--- SUPPLIED DATA Enclosed Below ---

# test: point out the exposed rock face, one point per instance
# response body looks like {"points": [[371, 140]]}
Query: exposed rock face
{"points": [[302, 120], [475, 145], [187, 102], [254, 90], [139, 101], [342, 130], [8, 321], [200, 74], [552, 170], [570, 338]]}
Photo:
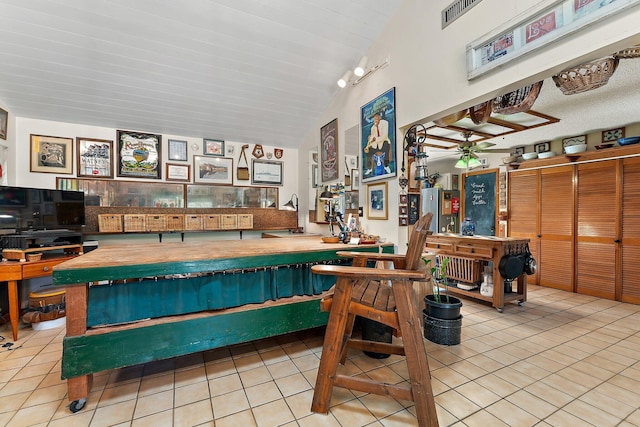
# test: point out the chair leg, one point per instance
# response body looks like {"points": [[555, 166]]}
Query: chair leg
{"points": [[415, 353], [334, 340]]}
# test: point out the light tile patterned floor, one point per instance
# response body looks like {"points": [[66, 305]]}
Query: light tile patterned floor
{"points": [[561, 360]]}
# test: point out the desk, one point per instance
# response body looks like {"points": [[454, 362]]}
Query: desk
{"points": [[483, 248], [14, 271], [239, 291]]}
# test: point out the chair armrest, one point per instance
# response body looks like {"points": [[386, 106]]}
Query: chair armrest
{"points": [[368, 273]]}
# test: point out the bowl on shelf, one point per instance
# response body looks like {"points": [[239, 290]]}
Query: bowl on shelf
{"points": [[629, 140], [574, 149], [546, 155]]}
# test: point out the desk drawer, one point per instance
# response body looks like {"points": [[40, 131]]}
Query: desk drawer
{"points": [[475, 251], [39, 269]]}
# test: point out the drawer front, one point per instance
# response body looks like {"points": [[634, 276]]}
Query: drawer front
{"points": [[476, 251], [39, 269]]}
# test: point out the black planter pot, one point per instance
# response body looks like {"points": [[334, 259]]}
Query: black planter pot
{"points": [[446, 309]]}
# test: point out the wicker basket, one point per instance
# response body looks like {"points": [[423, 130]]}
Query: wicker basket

--- End of Enclosed SUPPLIED DATA ---

Without any pictures, repeat the listing exactly.

TASK RESPONSE:
# test: point out the exposed rock face, one point per instance
# response body looks like {"points": [[371, 140]]}
Query: exposed rock face
{"points": [[302, 120], [475, 145], [187, 102], [254, 90], [139, 101], [342, 130], [8, 321], [200, 74], [552, 170], [570, 338]]}
Photo:
# test: point out the chair leg, one point per instance
# response body looks like {"points": [[555, 166]]}
Query: chair leg
{"points": [[415, 353], [334, 340]]}
# test: point out the light tile patterned floor, one point per instance
# response body looks like {"points": [[66, 305]]}
Query: light tile patterned floor
{"points": [[561, 360]]}
# test: point out the desk, one point per instance
# response body looks like {"points": [[454, 362]]}
Query: desk
{"points": [[483, 248], [14, 271], [239, 291]]}
# test: point out the chair armrest, one point per instance
# response body looks like {"points": [[386, 106]]}
Query: chair armrest
{"points": [[368, 273]]}
# test: point out the bowl on shelf, one point per instance
# response body looks like {"points": [[239, 290]]}
Query: bowl on shelf
{"points": [[629, 140], [574, 149], [546, 155]]}
# test: point out the desk drawer, one point per instance
# response body looks like {"points": [[40, 131]]}
Query: desk drawer
{"points": [[475, 251], [39, 269]]}
# test: point out the drawer front, one point per instance
# response body looks like {"points": [[634, 276]]}
Query: drawer front
{"points": [[476, 251], [39, 269]]}
# test: point out the black planter pot, one point per instance
# response body looks like {"points": [[334, 259]]}
Query: black planter pot
{"points": [[446, 309]]}
# test: point out the wicker basket, one point per instance
# response body looks like {"points": [[423, 130]]}
Query: wicker basket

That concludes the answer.